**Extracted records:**
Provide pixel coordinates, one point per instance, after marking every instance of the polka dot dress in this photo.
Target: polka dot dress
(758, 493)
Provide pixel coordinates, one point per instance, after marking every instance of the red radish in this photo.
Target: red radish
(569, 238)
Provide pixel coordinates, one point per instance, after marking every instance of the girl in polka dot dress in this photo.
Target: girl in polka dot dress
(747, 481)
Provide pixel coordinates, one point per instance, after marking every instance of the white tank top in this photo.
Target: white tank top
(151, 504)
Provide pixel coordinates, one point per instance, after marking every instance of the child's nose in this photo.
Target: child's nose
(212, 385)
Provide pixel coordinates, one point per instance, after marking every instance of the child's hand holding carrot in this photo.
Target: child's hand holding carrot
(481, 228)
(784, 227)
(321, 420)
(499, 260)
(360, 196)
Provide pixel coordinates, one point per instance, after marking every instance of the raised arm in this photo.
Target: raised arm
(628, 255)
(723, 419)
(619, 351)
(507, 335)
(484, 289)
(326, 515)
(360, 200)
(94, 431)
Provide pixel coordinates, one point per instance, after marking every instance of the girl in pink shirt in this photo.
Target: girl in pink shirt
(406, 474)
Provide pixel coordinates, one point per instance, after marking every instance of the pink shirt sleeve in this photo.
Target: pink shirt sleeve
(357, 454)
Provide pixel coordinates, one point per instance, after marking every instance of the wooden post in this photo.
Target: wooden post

**Challenge:**
Please copy out each record, character for character.

**Exercise response:**
Provide pixel coordinates, one point per instance, after marking every instance of the polka dot dress in this photo.
Target: polka dot dress
(758, 493)
Provide pixel coordinates, one point per instance, after marking every instance of the red radish in this photo.
Target: red radish
(569, 238)
Provide pixel coordinates, one point per instance, after marking every instance of the girl in polka dot dress in this photo.
Target: girl in polka dot dress
(747, 481)
Provide pixel coordinates, one point per instance, after marking every instance of the white tank top in this photo.
Target: white tank top
(151, 504)
Provide pixel coordinates, one point per instance, after marking every instance of the child's nose in this photo.
Target: child's nose
(212, 385)
Provide pixel coordinates, one point per instance, after marking every instance of the child's hand holding carrot in this photo.
Target: child's hand holding carrot
(481, 228)
(784, 227)
(321, 420)
(499, 260)
(360, 196)
Provide pixel coordinates, one point per instance, after marking every instance of the raised arm in this photo.
Target: raised arm
(628, 255)
(723, 419)
(619, 351)
(507, 335)
(484, 289)
(326, 515)
(360, 200)
(94, 431)
Provide pixel coordinates, one point per instance, after marking every instance of the girl in pink shirt in this photo.
Target: girl in pink shirt
(406, 474)
Provide pixel coordinates, one point per instance, after marking every instance of the pink shirt sleeve in this photo.
Target: pink shirt sleeve
(357, 454)
Provide pixel coordinates, one point per instance, after marking every instance of the wooden post in this photo.
Target: wooden post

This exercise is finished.